**Exercise objective**
Output the stretch of the records below from the line containing "Where can the dark" through the final line as a JSON list of strings, one string per line, with blank lines omitted.

**Extracted records**
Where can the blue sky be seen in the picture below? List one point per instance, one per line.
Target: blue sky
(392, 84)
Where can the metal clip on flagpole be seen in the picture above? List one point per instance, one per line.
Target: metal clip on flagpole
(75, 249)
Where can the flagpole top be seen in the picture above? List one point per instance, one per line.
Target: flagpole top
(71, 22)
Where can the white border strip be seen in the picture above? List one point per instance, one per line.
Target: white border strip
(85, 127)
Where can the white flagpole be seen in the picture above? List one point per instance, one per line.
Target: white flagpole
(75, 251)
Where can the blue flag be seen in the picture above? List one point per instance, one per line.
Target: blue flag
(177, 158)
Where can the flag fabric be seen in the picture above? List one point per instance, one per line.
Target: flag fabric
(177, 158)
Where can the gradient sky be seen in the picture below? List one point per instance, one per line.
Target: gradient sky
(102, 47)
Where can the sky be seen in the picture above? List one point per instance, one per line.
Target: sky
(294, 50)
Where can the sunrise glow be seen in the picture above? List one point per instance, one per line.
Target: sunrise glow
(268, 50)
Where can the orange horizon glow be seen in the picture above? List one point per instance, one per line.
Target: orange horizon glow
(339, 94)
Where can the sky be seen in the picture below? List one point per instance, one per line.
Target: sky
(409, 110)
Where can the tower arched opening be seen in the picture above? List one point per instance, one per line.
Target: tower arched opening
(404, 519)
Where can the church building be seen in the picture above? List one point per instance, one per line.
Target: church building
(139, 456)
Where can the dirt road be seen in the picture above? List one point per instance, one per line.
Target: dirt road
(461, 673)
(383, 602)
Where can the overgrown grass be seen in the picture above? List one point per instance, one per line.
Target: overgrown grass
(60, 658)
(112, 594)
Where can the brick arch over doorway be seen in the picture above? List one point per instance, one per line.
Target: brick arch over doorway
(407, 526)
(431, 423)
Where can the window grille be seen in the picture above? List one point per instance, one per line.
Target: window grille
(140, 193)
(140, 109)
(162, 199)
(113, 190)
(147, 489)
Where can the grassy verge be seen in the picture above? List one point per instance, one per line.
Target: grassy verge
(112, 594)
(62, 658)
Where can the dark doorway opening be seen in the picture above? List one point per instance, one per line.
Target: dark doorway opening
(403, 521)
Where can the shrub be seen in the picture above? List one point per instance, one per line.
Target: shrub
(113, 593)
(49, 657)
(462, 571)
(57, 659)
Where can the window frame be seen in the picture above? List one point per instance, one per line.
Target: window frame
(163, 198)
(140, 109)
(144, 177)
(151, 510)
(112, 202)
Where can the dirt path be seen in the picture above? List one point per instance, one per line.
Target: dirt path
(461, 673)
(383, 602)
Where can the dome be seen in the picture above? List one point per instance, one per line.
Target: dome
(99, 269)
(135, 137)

**Complete answer**
[
  "Where can the dark doorway opening be seen in the picture above? List one point per instance, one per line.",
  "Target: dark doorway opening",
  "(403, 521)",
  "Where can the shrub be seen in the picture above? List one point per instance, one per line.",
  "Target: shrub",
  "(113, 593)",
  "(49, 657)",
  "(462, 571)",
  "(57, 659)",
  "Where can the window frame be seen in the picture above? List one point per instance, one per line.",
  "Target: window frame",
  "(163, 198)",
  "(140, 109)",
  "(144, 177)",
  "(151, 510)",
  "(112, 202)",
  "Where can the dirt path be seen in the picture above? List one point per instance, one per line.",
  "Target: dirt path",
  "(461, 673)",
  "(383, 602)",
  "Where can the dome be seen in the picture above? List one point per instance, one per line.",
  "Target: dome",
  "(99, 269)",
  "(135, 137)"
]